- SET TASK -
Repeat every line of the listing below exactly, minus the pictures.
:: SUPPLIED INFORMATION
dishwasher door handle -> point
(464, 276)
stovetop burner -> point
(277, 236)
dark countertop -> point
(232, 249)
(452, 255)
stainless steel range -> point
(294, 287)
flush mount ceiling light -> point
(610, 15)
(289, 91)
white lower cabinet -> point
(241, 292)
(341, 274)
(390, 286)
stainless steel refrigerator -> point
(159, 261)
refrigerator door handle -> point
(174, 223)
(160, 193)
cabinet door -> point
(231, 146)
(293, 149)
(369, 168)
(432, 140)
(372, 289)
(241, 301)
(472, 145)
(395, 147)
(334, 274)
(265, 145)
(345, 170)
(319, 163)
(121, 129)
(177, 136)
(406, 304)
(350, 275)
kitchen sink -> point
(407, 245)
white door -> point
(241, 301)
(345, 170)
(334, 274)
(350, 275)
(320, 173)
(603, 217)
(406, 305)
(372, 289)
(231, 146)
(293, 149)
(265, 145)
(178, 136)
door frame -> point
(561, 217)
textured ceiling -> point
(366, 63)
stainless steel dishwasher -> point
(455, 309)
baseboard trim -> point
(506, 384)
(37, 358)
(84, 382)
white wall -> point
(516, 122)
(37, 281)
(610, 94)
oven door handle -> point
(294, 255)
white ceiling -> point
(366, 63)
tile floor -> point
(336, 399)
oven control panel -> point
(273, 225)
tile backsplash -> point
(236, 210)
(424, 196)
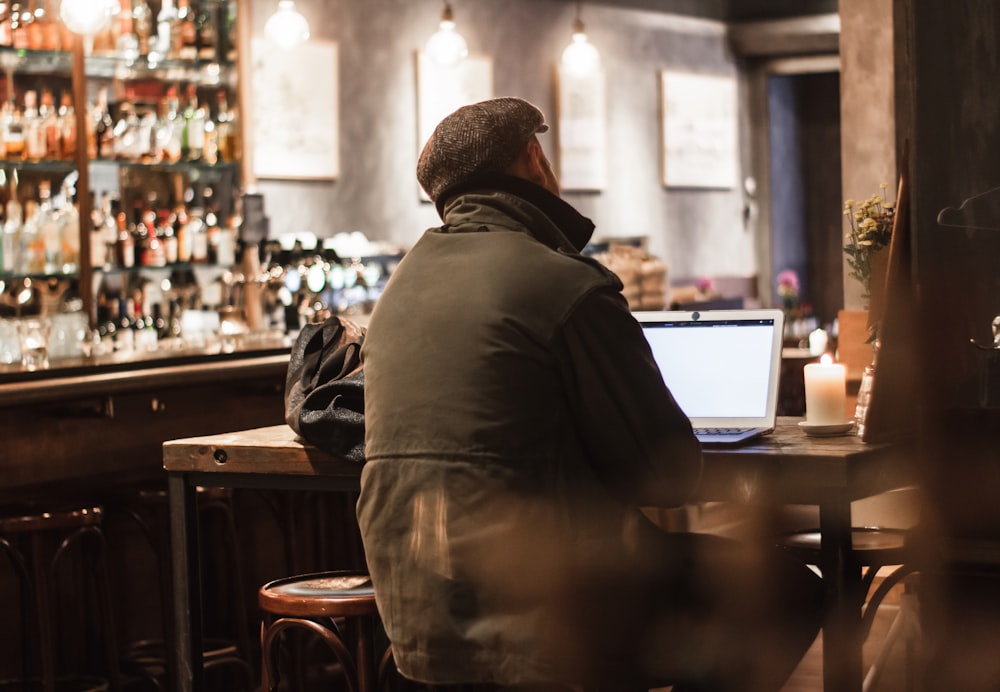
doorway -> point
(806, 205)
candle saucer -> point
(825, 429)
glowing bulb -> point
(88, 17)
(286, 27)
(446, 46)
(580, 58)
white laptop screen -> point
(716, 368)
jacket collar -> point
(562, 226)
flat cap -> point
(484, 136)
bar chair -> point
(45, 549)
(339, 608)
(872, 548)
(147, 508)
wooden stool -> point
(872, 548)
(147, 507)
(39, 545)
(339, 607)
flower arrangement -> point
(788, 289)
(870, 231)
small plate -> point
(825, 429)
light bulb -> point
(286, 27)
(88, 17)
(580, 58)
(446, 46)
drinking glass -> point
(33, 334)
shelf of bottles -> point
(162, 140)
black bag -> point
(325, 388)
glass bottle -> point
::::
- FULL SOLUTION -
dishwasher door handle -> point
(464, 276)
stovetop burner -> point
(277, 236)
dark countertop -> point
(232, 249)
(452, 255)
stainless steel range -> point
(294, 287)
flush mount ceiling light -> point
(610, 15)
(289, 91)
white lower cabinet -> point
(241, 292)
(341, 274)
(390, 286)
stainless steel refrigerator -> point
(159, 261)
refrigerator door handle -> point
(174, 223)
(160, 193)
cabinet door -> point
(231, 146)
(293, 149)
(369, 168)
(432, 140)
(372, 289)
(241, 301)
(472, 145)
(395, 147)
(334, 274)
(265, 145)
(345, 170)
(319, 163)
(121, 129)
(177, 136)
(406, 304)
(350, 275)
kitchen sink -> point
(407, 245)
white door -> point
(241, 301)
(345, 170)
(334, 274)
(350, 275)
(320, 173)
(603, 217)
(406, 305)
(372, 289)
(231, 146)
(293, 149)
(265, 145)
(178, 136)
door frame -> point
(561, 217)
textured ceiling -> point
(366, 63)
stainless steel dishwasher -> point
(455, 309)
baseboard trim -> point
(506, 384)
(37, 358)
(84, 382)
white wall -> point
(516, 122)
(37, 281)
(610, 94)
oven door handle -> point
(294, 255)
white ceiling -> point
(366, 63)
tile floor -> point
(336, 399)
oven control panel -> point
(273, 225)
tile backsplash -> point
(236, 210)
(424, 196)
doorway -> point
(806, 205)
candle saucer -> point
(825, 429)
glowing bulb -> point
(88, 17)
(286, 27)
(446, 46)
(580, 58)
white laptop screen -> point
(716, 368)
jacket collar -> point
(562, 226)
flat cap -> point
(484, 136)
bar chair -> point
(45, 549)
(339, 608)
(872, 548)
(147, 508)
wooden stool -> point
(872, 548)
(147, 507)
(39, 545)
(339, 607)
flower arrangement -> point
(788, 289)
(870, 231)
small plate -> point
(825, 429)
light bulb -> point
(286, 27)
(88, 17)
(580, 58)
(446, 46)
drinking glass -> point
(33, 334)
shelf of bottles -> point
(162, 140)
black bag -> point
(325, 388)
glass bottle -> point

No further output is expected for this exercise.